[[ EXCERPTED PASSAGE, beginning ]]

Thursday morning, around 11:15.
Richard is holding a rosary and singing "Ave Maria" at full volume on the sidewalk.
I stand opposite him at the gate to the Planned Parenthood clinic in my bright yellow pinny, singing Sarah McLachlan under my breath.
When Richard runs up next to unsuspecting patients and offers them anti-abortion literature, I calmly slide in. "He's protesting the clinic. You don't have to talk to him."
I never try to stop anyone from accepting the flyers, nor do I get into debates about the morality of abortion.
Some days I wear a bullet-proof vest under my pinny. Today is not one of those days.
I watch the reactions of patients confronted by the protesters. Some are overwhelmed, some are intimidated, some are visibly offended.
But the freedom of speech guarantees the protesters' right to sing, talk to pedestrians, distribute pamphlets, pray -- whatever they want, as long as they don't touch anyone.
So what the hell am I doing here?
Their exercise of free speech conflicts with... what? The freedom to enter a Planned Parenthood clinic without being preyed upon by anti-choice demonstrators? The freedom to make one's own reproductive choices -- which the law also protects -- and obtain gynecological services without the threat of intimidation or violence?
Freedom of Speech meets the Freedom Not To Hear.

[[ EXCERPTED PASSAGE, end ]]
[[ DATA LISTING, beginning ]]

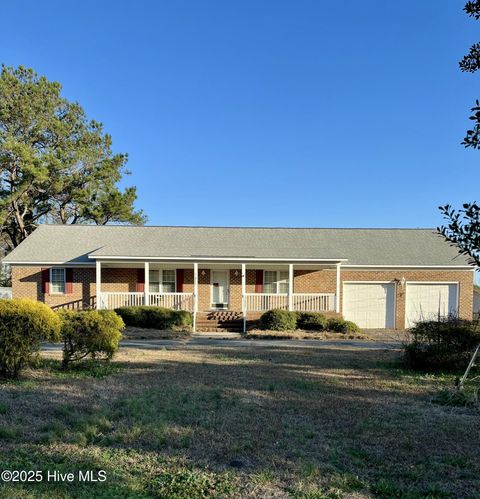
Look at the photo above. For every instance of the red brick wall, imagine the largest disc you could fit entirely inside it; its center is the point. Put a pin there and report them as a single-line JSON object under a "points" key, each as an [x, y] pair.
{"points": [[27, 283]]}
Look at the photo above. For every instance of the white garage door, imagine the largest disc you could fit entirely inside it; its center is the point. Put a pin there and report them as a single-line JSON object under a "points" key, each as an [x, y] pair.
{"points": [[370, 305], [429, 301]]}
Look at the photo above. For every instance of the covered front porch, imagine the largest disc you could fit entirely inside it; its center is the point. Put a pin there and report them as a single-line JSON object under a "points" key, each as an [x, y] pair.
{"points": [[201, 286]]}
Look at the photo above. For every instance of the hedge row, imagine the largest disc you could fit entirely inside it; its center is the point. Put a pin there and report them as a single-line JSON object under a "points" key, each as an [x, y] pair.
{"points": [[445, 344], [24, 324], [155, 317], [283, 320]]}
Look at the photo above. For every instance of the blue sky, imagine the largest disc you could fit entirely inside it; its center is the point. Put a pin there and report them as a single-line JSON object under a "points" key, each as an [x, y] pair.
{"points": [[272, 113]]}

[[ DATA LISTING, end ]]

--- YOUR TASKS ---
1/ According to the clinic escort account, what does the narrator sometimes wear under the yellow pinny?
2/ Continue the clinic escort account from the line "Freedom of Speech meets the Freedom Not To Hear."
The entries are not needed for any of this.

--- ANSWER LIST ---
1/ A bullet-proof vest.

2/
Back on campus. Around noon.
The Walk is alive with people, including Brother Stephen, an anonymous group of other preachers and an audience of a few dozen students.
Stephen's young proteges are dutifully displaying his gigantic placards. The real eye-grabber is the one featuring a picture of a bloody, mangled newborn and the word ABORTION in bold letters across the top.
The crowd is mesmerized by his act.
You know the drill. The hissing and the pointing and the knee-bending in condemnatory preaching ecstasy. Dwelling on each accusatory syllable. "Whooooooremonger! Ssssinners!"
Who's protecting our freedom not to hear?
Most in the crowd believe the preachers have a right to be there, even those who are disgusted by their message.
"I think it's healthy that they're here," College Junior Adam Gordon said. He thinks people listen in part for "shock value."
Free speech goes pretty damn far in this country.
"Fuck free speech," College Freshman Rachel Kurth said. "Get [them] off our campus. They're just preaching hate."
Ay, there's the rub.
Free speech is one thing. Spewing pure hatred -- especially under the guise of religious scripture -- borders on the criminal.
Kurth says she's seen many women start to cry as they are forced to pass this offensive exhibit on the way to class. Remind me who's free again?
By shouting at silent passersby, Brother Stephen infringes on our right to a peaceful campus. Has free speech gone too far?
No, I can't ask that. Freedom of speech is sacred. And besides, it's important to hear radical opinions, to be uncomfortable once in a while. Surely, it's just hateful actions that must be thwarted.
"Sticks and stones may break my bones..."
But how can we separate the right to say "Fags burn in hell" from the brutal murder of Matthew Sheppard, who was killed three years ago for being gay? How can we allow people to deny the Holocaust when their propaganda is designed to promote further anti-Semitism?
Maybe the childhood adage was wrong after all.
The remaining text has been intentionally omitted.